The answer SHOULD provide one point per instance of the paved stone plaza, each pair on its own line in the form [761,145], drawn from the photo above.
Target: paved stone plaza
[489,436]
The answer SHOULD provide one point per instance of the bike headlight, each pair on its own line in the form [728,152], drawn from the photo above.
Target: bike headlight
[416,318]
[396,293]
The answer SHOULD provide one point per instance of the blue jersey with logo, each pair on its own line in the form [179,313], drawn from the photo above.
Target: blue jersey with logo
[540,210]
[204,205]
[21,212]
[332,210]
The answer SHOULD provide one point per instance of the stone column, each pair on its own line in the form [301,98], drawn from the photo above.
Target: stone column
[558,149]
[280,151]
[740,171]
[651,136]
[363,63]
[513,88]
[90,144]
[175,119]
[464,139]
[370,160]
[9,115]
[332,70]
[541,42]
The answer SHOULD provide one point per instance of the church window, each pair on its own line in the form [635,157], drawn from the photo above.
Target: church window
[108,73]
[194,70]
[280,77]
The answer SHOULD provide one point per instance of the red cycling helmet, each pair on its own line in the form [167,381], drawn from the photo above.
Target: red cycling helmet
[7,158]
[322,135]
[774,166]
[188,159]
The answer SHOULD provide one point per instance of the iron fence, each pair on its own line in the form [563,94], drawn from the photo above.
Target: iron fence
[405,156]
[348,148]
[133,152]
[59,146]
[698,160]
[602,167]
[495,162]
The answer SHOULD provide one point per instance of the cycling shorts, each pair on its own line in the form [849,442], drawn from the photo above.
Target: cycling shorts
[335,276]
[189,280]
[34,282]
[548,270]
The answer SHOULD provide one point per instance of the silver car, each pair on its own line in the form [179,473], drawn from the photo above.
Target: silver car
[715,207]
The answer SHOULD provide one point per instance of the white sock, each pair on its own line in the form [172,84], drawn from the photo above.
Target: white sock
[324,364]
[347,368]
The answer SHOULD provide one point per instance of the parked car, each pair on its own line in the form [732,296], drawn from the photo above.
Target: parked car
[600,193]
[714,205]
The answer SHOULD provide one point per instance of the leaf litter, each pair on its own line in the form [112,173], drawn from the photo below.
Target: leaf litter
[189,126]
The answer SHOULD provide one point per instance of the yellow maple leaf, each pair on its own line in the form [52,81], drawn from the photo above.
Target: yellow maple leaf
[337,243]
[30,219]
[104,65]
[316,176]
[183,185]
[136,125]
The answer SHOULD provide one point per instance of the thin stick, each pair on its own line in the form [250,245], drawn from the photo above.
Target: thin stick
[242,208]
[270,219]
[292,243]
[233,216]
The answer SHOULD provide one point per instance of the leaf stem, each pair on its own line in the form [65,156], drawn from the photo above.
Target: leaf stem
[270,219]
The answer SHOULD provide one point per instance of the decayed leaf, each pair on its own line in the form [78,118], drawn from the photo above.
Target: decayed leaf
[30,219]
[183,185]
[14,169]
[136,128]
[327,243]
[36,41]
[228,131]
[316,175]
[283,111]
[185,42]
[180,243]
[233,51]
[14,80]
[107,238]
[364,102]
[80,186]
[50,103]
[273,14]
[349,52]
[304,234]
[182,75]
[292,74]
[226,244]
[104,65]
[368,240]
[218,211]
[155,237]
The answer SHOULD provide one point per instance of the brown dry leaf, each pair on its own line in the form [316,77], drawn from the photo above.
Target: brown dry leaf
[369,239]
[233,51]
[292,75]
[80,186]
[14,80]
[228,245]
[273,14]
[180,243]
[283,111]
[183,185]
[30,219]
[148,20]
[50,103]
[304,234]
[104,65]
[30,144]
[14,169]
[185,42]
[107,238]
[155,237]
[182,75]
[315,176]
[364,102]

◆ **Exercise details**: Rewrite as a numbered list every line starting at the one that contains "The answer SHOULD provide one point per instance of the brown" and ending at the last line of the rows, leaving out any blank lines.

◆ **Result for this exercise**:
1. The answer SHOULD provide one point per instance of the brown dry leaf, each pair on its own line in the form [316,77], drawn from the photo above.
2. Target: brown dry leaf
3. [369,239]
4. [233,51]
5. [292,75]
6. [80,186]
7. [14,80]
8. [228,245]
9. [273,14]
10. [180,243]
11. [283,111]
12. [183,185]
13. [30,219]
14. [148,20]
15. [50,103]
16. [304,234]
17. [104,65]
18. [30,144]
19. [14,169]
20. [185,42]
21. [107,238]
22. [155,237]
23. [182,75]
24. [315,176]
25. [364,102]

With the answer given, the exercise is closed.